Stored items:
------------------------------------

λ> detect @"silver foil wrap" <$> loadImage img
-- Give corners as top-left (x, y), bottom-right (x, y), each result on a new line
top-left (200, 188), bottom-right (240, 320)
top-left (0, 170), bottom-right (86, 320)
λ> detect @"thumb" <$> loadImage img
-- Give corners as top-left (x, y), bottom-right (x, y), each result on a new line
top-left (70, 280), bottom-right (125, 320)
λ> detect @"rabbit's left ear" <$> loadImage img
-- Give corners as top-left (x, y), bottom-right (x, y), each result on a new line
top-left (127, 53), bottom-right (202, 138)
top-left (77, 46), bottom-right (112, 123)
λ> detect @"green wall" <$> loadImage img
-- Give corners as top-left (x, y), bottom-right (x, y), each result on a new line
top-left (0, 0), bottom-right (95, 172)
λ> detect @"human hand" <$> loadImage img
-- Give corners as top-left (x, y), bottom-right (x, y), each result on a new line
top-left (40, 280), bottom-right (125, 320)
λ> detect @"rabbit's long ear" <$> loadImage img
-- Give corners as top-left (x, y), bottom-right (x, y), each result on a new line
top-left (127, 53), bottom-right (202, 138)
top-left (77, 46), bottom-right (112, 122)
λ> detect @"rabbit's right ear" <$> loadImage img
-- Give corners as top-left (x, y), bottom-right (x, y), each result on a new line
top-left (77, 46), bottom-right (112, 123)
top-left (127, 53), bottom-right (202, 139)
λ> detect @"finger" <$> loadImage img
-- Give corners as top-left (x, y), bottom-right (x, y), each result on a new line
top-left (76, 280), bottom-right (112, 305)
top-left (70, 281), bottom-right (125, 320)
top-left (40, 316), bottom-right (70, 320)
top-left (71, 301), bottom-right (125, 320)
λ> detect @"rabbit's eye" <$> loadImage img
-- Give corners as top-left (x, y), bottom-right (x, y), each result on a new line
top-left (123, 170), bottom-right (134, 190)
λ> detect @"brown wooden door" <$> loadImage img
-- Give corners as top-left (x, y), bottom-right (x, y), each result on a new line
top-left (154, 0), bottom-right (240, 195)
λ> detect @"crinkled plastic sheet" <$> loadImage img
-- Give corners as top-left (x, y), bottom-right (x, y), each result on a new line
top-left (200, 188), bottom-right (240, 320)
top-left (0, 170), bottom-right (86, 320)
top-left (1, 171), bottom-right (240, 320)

------------------------------------

▶ Task: Which lines above hold the string "rabbit"? Copy each of them.

▶ Solved problem:
λ> detect @"rabbit's left ear" <$> loadImage img
λ> detect @"rabbit's long ear" <$> loadImage img
λ> detect @"rabbit's right ear" <$> loadImage img
λ> detect @"rabbit's eye" <$> loadImage img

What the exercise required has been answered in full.